Work to be completed | Show each line from the listing that includes the word "below".

Dataset entries |
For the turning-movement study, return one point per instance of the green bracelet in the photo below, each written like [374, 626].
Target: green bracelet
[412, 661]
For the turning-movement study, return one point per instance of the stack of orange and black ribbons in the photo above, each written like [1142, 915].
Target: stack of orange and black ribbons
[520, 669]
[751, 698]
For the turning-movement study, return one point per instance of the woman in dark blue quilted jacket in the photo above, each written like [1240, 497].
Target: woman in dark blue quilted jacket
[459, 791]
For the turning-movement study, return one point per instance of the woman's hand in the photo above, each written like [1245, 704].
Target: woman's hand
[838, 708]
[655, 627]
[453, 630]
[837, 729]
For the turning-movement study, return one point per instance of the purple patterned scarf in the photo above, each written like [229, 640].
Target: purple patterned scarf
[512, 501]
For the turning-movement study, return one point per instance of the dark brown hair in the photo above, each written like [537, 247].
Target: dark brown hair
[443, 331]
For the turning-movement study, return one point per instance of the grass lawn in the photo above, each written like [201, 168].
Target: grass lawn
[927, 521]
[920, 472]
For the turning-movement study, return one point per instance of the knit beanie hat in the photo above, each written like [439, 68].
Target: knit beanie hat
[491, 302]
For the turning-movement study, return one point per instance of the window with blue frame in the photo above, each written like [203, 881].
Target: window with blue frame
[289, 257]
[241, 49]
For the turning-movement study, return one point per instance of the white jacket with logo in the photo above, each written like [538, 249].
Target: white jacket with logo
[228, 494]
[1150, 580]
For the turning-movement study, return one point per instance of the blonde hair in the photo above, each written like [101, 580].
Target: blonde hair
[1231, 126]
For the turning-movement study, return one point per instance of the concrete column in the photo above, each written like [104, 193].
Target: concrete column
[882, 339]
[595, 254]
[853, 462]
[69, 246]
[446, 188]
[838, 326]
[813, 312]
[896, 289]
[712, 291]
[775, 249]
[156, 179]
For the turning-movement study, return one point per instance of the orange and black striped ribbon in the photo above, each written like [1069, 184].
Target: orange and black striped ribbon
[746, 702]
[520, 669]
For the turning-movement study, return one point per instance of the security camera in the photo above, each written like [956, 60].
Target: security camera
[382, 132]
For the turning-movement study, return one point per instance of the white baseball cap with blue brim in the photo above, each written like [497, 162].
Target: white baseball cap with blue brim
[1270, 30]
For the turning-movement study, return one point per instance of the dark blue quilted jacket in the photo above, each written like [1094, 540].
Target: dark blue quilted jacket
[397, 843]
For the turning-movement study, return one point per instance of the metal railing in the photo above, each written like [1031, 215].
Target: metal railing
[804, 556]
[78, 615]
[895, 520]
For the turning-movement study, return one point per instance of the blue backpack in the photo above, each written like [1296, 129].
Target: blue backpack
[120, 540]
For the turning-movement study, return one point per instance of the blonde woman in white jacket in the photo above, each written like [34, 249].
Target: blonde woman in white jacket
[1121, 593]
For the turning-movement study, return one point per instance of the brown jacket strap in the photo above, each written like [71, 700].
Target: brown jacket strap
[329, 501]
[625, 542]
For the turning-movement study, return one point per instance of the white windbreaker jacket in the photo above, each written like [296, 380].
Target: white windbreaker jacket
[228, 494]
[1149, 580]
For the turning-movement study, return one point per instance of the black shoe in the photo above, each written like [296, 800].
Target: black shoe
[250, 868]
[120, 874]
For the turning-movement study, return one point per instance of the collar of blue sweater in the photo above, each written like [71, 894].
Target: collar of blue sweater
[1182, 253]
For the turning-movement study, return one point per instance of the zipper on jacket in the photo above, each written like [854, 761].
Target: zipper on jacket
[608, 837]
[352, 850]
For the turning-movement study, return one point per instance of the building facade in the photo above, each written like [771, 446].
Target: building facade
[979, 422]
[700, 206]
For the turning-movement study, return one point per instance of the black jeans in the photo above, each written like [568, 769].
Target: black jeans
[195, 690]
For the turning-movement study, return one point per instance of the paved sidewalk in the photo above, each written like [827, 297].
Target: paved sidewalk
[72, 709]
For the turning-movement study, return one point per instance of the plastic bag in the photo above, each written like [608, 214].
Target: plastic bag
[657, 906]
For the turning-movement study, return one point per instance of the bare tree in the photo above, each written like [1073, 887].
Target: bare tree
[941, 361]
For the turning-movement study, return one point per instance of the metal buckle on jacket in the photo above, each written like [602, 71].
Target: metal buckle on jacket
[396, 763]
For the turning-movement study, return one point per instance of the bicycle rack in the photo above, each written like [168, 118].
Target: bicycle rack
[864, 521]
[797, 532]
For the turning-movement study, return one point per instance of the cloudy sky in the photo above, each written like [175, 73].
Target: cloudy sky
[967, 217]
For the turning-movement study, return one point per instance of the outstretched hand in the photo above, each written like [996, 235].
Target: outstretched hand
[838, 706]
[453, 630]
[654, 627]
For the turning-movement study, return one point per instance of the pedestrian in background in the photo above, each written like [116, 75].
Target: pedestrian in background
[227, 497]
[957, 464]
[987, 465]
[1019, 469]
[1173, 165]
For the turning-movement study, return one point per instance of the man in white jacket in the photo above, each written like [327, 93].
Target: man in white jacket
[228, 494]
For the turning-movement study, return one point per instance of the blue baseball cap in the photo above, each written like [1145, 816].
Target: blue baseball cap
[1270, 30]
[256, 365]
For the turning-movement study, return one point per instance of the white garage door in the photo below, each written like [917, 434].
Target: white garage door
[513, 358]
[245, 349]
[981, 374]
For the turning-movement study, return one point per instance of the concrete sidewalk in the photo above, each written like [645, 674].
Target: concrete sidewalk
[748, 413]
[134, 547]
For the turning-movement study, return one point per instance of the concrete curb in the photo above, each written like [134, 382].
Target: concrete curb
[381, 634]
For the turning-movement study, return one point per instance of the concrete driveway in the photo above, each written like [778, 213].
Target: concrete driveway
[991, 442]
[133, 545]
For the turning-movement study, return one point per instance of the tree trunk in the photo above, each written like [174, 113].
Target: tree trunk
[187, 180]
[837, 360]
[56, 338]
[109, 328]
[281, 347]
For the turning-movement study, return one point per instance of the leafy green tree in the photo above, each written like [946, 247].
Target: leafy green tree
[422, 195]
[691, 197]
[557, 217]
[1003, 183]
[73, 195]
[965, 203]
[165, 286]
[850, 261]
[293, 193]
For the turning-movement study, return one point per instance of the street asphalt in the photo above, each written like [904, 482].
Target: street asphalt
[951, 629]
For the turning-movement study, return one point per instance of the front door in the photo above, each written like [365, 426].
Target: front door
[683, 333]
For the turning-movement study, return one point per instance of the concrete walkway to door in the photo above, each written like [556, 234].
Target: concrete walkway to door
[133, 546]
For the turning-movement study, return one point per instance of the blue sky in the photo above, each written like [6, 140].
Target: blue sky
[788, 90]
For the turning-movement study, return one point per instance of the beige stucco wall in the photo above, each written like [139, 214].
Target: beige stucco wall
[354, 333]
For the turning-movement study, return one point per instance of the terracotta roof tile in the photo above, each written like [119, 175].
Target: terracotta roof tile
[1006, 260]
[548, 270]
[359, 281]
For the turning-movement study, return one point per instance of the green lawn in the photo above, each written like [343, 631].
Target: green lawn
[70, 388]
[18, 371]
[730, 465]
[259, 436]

Output of the exercise |
For the turning-movement study, return one point per instance of the green bracelet in the photo below, each written like [374, 626].
For the turning-movement study, return one point per instance of the white garage door in the photo below, each written like [917, 434].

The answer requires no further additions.